> WHAT THE TASK ASKS: Filter the lines below and copy each one that contains the string "tunic", treating uppercase and lowercase as distinct.

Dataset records
★ ★ ★ ★ ★ ★ ★
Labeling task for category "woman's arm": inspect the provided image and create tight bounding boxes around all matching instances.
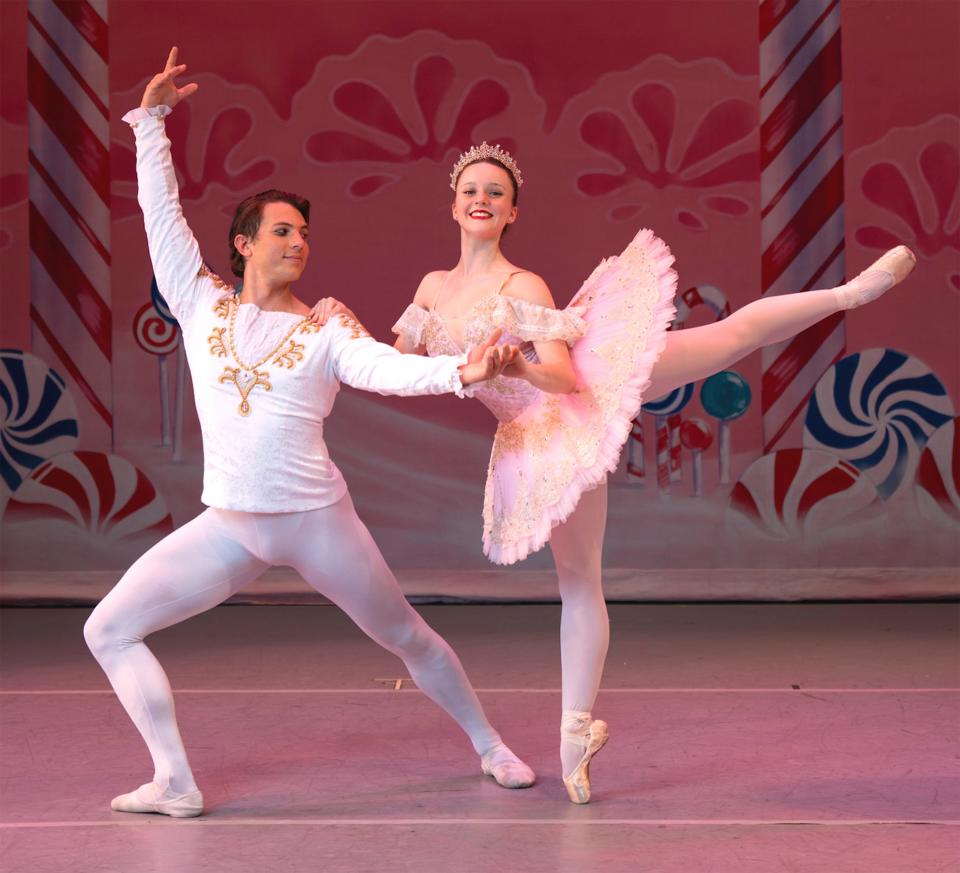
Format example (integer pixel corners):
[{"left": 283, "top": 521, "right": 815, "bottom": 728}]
[{"left": 501, "top": 273, "right": 577, "bottom": 394}]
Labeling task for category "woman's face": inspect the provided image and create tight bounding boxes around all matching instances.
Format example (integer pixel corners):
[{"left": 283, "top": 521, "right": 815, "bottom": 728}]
[{"left": 453, "top": 162, "right": 517, "bottom": 239}]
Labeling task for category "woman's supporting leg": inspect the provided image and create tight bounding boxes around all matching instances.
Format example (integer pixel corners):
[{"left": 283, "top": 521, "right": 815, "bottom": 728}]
[
  {"left": 550, "top": 482, "right": 610, "bottom": 775},
  {"left": 83, "top": 509, "right": 266, "bottom": 797},
  {"left": 288, "top": 495, "right": 534, "bottom": 788},
  {"left": 646, "top": 246, "right": 915, "bottom": 397}
]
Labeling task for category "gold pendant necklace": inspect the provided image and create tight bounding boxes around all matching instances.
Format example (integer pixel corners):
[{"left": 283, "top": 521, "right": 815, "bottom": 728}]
[{"left": 207, "top": 296, "right": 318, "bottom": 416}]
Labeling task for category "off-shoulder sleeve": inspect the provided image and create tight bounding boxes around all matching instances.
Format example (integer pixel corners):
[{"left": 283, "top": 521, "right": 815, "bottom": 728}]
[
  {"left": 391, "top": 303, "right": 427, "bottom": 346},
  {"left": 494, "top": 294, "right": 587, "bottom": 345}
]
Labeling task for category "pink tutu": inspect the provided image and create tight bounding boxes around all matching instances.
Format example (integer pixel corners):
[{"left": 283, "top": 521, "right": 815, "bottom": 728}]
[{"left": 393, "top": 230, "right": 677, "bottom": 564}]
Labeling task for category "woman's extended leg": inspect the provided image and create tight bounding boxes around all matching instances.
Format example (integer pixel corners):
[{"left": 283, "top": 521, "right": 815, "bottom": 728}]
[
  {"left": 286, "top": 496, "right": 534, "bottom": 788},
  {"left": 550, "top": 482, "right": 610, "bottom": 803},
  {"left": 83, "top": 509, "right": 266, "bottom": 814},
  {"left": 647, "top": 246, "right": 915, "bottom": 397}
]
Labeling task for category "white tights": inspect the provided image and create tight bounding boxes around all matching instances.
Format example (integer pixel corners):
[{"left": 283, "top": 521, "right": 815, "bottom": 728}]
[
  {"left": 550, "top": 274, "right": 872, "bottom": 774},
  {"left": 84, "top": 495, "right": 500, "bottom": 794}
]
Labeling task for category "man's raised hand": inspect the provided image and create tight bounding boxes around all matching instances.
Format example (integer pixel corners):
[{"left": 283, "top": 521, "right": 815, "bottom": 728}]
[{"left": 140, "top": 46, "right": 200, "bottom": 109}]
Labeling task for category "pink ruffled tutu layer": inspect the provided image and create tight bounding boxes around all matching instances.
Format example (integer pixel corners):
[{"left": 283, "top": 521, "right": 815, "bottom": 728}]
[{"left": 483, "top": 230, "right": 677, "bottom": 564}]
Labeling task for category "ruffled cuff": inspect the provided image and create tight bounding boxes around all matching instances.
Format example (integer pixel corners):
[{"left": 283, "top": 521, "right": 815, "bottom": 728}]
[
  {"left": 494, "top": 295, "right": 587, "bottom": 345},
  {"left": 390, "top": 303, "right": 427, "bottom": 346},
  {"left": 120, "top": 103, "right": 173, "bottom": 127}
]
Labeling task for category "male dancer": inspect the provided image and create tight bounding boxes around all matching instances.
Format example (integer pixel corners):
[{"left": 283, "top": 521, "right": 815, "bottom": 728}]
[{"left": 84, "top": 48, "right": 534, "bottom": 817}]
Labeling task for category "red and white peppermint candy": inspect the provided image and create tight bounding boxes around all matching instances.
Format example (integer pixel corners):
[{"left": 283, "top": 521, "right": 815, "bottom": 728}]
[
  {"left": 915, "top": 417, "right": 960, "bottom": 527},
  {"left": 727, "top": 449, "right": 878, "bottom": 539},
  {"left": 3, "top": 452, "right": 173, "bottom": 543},
  {"left": 674, "top": 285, "right": 730, "bottom": 328},
  {"left": 133, "top": 303, "right": 180, "bottom": 355}
]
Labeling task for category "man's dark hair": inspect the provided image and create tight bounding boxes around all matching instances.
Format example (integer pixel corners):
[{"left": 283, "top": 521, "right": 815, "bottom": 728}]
[{"left": 229, "top": 188, "right": 310, "bottom": 276}]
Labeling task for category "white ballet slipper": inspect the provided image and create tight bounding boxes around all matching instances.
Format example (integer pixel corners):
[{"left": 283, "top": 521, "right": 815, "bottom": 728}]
[
  {"left": 110, "top": 782, "right": 203, "bottom": 818},
  {"left": 480, "top": 743, "right": 537, "bottom": 788},
  {"left": 560, "top": 710, "right": 610, "bottom": 804}
]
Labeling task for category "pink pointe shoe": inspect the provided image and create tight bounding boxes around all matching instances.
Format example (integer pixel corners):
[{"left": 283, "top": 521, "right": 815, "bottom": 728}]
[
  {"left": 480, "top": 743, "right": 537, "bottom": 788},
  {"left": 110, "top": 782, "right": 203, "bottom": 818},
  {"left": 836, "top": 246, "right": 917, "bottom": 309},
  {"left": 560, "top": 710, "right": 610, "bottom": 804}
]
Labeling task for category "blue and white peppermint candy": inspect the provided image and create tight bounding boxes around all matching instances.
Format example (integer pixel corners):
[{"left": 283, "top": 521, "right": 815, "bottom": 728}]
[
  {"left": 643, "top": 382, "right": 693, "bottom": 416},
  {"left": 803, "top": 349, "right": 954, "bottom": 500},
  {"left": 0, "top": 349, "right": 79, "bottom": 491}
]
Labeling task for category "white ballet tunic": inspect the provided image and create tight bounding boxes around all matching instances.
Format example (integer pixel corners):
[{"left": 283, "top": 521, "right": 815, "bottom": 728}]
[{"left": 124, "top": 106, "right": 465, "bottom": 512}]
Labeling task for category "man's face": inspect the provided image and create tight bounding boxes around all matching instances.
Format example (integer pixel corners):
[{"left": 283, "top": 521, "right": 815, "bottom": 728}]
[{"left": 234, "top": 202, "right": 310, "bottom": 282}]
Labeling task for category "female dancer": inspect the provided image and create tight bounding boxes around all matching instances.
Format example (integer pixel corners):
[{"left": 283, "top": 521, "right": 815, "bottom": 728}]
[
  {"left": 84, "top": 54, "right": 534, "bottom": 818},
  {"left": 310, "top": 143, "right": 915, "bottom": 803}
]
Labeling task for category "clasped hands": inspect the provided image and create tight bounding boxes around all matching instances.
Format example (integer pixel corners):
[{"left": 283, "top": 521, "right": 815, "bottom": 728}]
[{"left": 307, "top": 297, "right": 526, "bottom": 385}]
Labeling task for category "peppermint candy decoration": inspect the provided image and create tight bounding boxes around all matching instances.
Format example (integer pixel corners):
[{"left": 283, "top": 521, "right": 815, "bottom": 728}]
[
  {"left": 133, "top": 303, "right": 180, "bottom": 355},
  {"left": 803, "top": 349, "right": 954, "bottom": 500},
  {"left": 915, "top": 418, "right": 960, "bottom": 527},
  {"left": 0, "top": 349, "right": 80, "bottom": 491},
  {"left": 643, "top": 382, "right": 693, "bottom": 416},
  {"left": 674, "top": 285, "right": 730, "bottom": 328},
  {"left": 3, "top": 452, "right": 173, "bottom": 543},
  {"left": 150, "top": 276, "right": 178, "bottom": 324},
  {"left": 727, "top": 449, "right": 877, "bottom": 540}
]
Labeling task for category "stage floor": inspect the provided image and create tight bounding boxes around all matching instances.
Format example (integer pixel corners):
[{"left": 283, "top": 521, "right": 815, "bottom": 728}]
[{"left": 0, "top": 603, "right": 960, "bottom": 873}]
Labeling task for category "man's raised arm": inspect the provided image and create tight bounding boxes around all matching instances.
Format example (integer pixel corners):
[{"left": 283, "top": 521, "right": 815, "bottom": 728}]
[{"left": 123, "top": 47, "right": 203, "bottom": 320}]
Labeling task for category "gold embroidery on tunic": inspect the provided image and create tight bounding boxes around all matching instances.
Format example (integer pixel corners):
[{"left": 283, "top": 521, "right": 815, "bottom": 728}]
[
  {"left": 273, "top": 340, "right": 303, "bottom": 370},
  {"left": 337, "top": 312, "right": 370, "bottom": 339},
  {"left": 197, "top": 264, "right": 233, "bottom": 293},
  {"left": 213, "top": 295, "right": 231, "bottom": 318},
  {"left": 207, "top": 327, "right": 227, "bottom": 358}
]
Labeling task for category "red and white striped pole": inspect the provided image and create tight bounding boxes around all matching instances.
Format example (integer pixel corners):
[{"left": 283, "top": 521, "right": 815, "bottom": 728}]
[
  {"left": 27, "top": 0, "right": 113, "bottom": 451},
  {"left": 760, "top": 0, "right": 845, "bottom": 452}
]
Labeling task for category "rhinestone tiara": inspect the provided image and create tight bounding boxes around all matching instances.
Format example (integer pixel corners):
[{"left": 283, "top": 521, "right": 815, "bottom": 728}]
[{"left": 450, "top": 140, "right": 523, "bottom": 191}]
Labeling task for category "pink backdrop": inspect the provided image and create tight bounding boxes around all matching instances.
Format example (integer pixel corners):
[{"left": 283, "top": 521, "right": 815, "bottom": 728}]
[{"left": 0, "top": 0, "right": 960, "bottom": 597}]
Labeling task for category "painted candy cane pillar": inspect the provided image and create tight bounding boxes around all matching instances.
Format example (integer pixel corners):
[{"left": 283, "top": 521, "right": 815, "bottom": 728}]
[
  {"left": 760, "top": 0, "right": 845, "bottom": 452},
  {"left": 27, "top": 0, "right": 113, "bottom": 451}
]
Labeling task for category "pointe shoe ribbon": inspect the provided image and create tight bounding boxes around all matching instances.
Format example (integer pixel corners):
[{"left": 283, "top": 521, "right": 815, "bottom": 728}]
[
  {"left": 480, "top": 743, "right": 537, "bottom": 788},
  {"left": 560, "top": 712, "right": 610, "bottom": 804},
  {"left": 110, "top": 782, "right": 203, "bottom": 818}
]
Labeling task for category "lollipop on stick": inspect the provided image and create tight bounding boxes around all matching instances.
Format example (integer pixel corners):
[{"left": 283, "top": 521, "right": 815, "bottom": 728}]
[
  {"left": 680, "top": 418, "right": 713, "bottom": 497},
  {"left": 150, "top": 276, "right": 187, "bottom": 461},
  {"left": 643, "top": 383, "right": 693, "bottom": 497},
  {"left": 627, "top": 415, "right": 647, "bottom": 485},
  {"left": 133, "top": 303, "right": 180, "bottom": 446},
  {"left": 700, "top": 370, "right": 751, "bottom": 485},
  {"left": 667, "top": 285, "right": 730, "bottom": 482}
]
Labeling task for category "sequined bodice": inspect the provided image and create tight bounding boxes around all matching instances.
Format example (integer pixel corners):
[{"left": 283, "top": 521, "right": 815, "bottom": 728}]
[{"left": 423, "top": 294, "right": 540, "bottom": 421}]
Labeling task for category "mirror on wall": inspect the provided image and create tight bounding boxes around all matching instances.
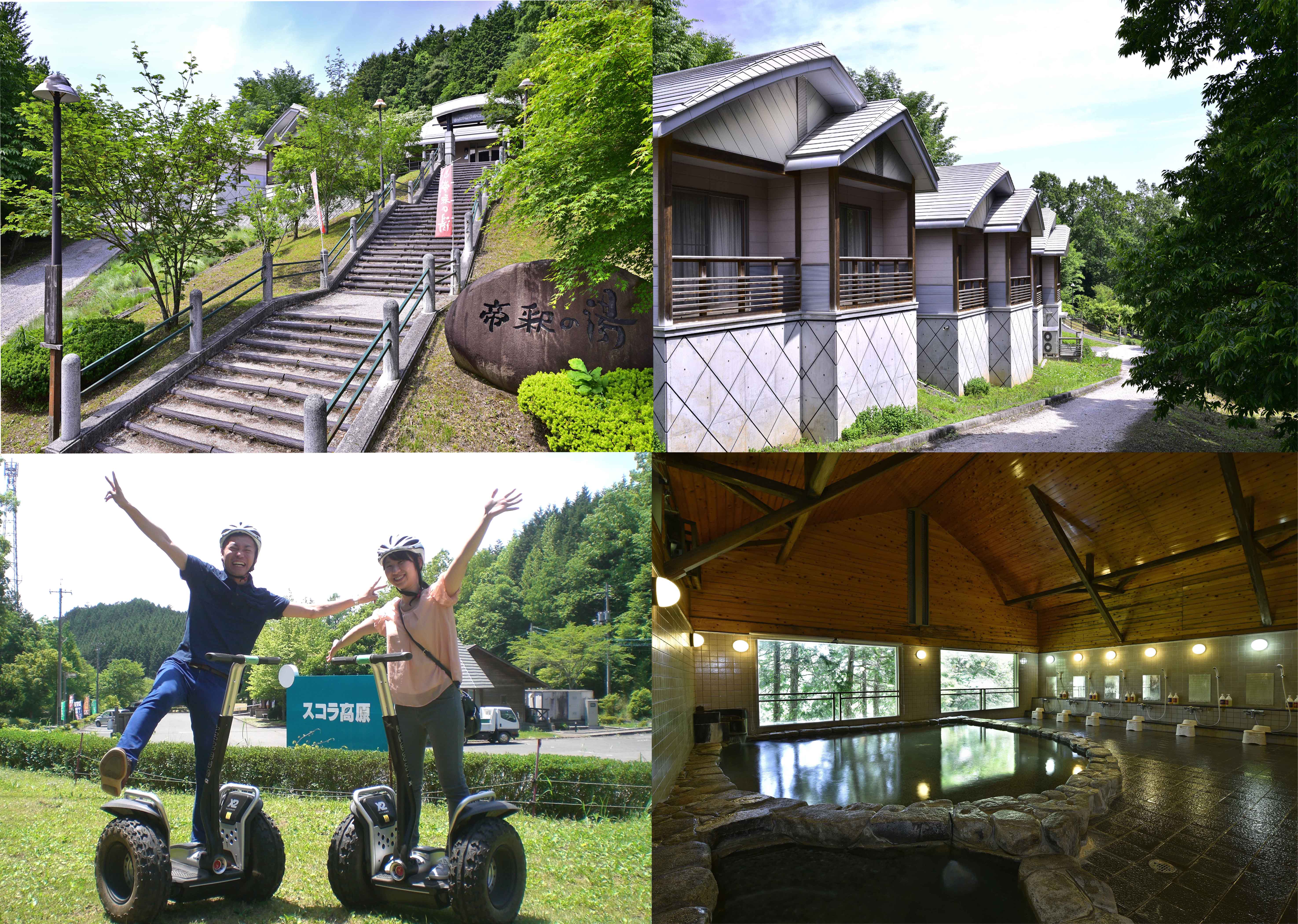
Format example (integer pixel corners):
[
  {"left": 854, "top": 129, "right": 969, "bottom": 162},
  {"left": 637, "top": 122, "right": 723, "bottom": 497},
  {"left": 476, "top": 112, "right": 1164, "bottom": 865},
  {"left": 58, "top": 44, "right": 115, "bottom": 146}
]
[
  {"left": 1188, "top": 674, "right": 1212, "bottom": 702},
  {"left": 1141, "top": 674, "right": 1163, "bottom": 702},
  {"left": 1243, "top": 674, "right": 1276, "bottom": 706}
]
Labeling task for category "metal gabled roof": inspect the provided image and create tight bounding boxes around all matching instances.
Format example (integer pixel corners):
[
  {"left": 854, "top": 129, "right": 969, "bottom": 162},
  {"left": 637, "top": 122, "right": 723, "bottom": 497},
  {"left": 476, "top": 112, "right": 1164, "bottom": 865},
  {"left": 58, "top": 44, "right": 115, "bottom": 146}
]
[
  {"left": 1032, "top": 218, "right": 1068, "bottom": 257},
  {"left": 784, "top": 100, "right": 937, "bottom": 189},
  {"left": 915, "top": 163, "right": 1014, "bottom": 228},
  {"left": 983, "top": 187, "right": 1042, "bottom": 234},
  {"left": 653, "top": 42, "right": 864, "bottom": 135}
]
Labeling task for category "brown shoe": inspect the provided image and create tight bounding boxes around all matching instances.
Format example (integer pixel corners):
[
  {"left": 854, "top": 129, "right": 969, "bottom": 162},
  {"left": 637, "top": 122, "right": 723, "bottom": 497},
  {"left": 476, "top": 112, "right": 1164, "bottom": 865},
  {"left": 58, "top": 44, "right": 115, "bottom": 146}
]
[{"left": 99, "top": 748, "right": 131, "bottom": 796}]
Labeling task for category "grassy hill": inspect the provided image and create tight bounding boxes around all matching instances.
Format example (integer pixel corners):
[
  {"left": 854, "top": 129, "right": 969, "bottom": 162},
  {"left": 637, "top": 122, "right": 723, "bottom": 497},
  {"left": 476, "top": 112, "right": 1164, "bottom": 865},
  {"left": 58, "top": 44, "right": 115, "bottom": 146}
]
[{"left": 64, "top": 597, "right": 186, "bottom": 676}]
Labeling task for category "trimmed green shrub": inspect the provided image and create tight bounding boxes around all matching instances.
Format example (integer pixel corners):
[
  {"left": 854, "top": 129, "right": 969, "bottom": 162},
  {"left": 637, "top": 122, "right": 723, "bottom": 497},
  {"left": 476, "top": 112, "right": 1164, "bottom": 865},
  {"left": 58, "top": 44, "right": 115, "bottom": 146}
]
[
  {"left": 0, "top": 315, "right": 145, "bottom": 404},
  {"left": 0, "top": 728, "right": 650, "bottom": 818},
  {"left": 842, "top": 405, "right": 932, "bottom": 440},
  {"left": 518, "top": 368, "right": 653, "bottom": 452}
]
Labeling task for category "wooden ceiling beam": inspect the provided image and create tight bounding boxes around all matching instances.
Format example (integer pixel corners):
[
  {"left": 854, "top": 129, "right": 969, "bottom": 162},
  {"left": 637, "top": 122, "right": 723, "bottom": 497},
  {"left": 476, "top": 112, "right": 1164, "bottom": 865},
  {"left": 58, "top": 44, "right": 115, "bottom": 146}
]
[
  {"left": 1005, "top": 522, "right": 1298, "bottom": 606},
  {"left": 1028, "top": 484, "right": 1123, "bottom": 642},
  {"left": 667, "top": 456, "right": 807, "bottom": 501},
  {"left": 1217, "top": 453, "right": 1272, "bottom": 625},
  {"left": 663, "top": 453, "right": 919, "bottom": 579},
  {"left": 775, "top": 453, "right": 838, "bottom": 565}
]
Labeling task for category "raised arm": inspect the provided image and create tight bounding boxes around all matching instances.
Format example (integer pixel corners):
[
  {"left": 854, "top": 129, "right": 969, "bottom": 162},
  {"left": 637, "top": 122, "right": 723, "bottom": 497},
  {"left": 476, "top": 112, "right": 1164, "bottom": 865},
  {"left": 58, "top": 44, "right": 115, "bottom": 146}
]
[
  {"left": 324, "top": 612, "right": 385, "bottom": 661},
  {"left": 445, "top": 491, "right": 523, "bottom": 596},
  {"left": 284, "top": 578, "right": 388, "bottom": 619},
  {"left": 104, "top": 471, "right": 189, "bottom": 571}
]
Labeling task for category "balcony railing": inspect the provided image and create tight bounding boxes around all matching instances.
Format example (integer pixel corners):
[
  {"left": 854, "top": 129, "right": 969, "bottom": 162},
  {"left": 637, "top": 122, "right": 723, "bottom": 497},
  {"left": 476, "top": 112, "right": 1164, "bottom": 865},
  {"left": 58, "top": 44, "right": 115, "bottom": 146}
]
[
  {"left": 671, "top": 254, "right": 802, "bottom": 321},
  {"left": 1010, "top": 276, "right": 1032, "bottom": 305},
  {"left": 757, "top": 690, "right": 900, "bottom": 725},
  {"left": 958, "top": 278, "right": 986, "bottom": 312},
  {"left": 838, "top": 257, "right": 915, "bottom": 308},
  {"left": 941, "top": 687, "right": 1019, "bottom": 712}
]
★ ★ ★ ★ ★ ★ ★
> RESPONSE TO THIS EXERCISE:
Labeling task for category "white ballet tunic": inspect the provided image and create tight bounding boxes around all matching instances.
Labeling task for category "gold embroidery on tunic": inspect the provided image and create tight bounding boxes around all matching instances.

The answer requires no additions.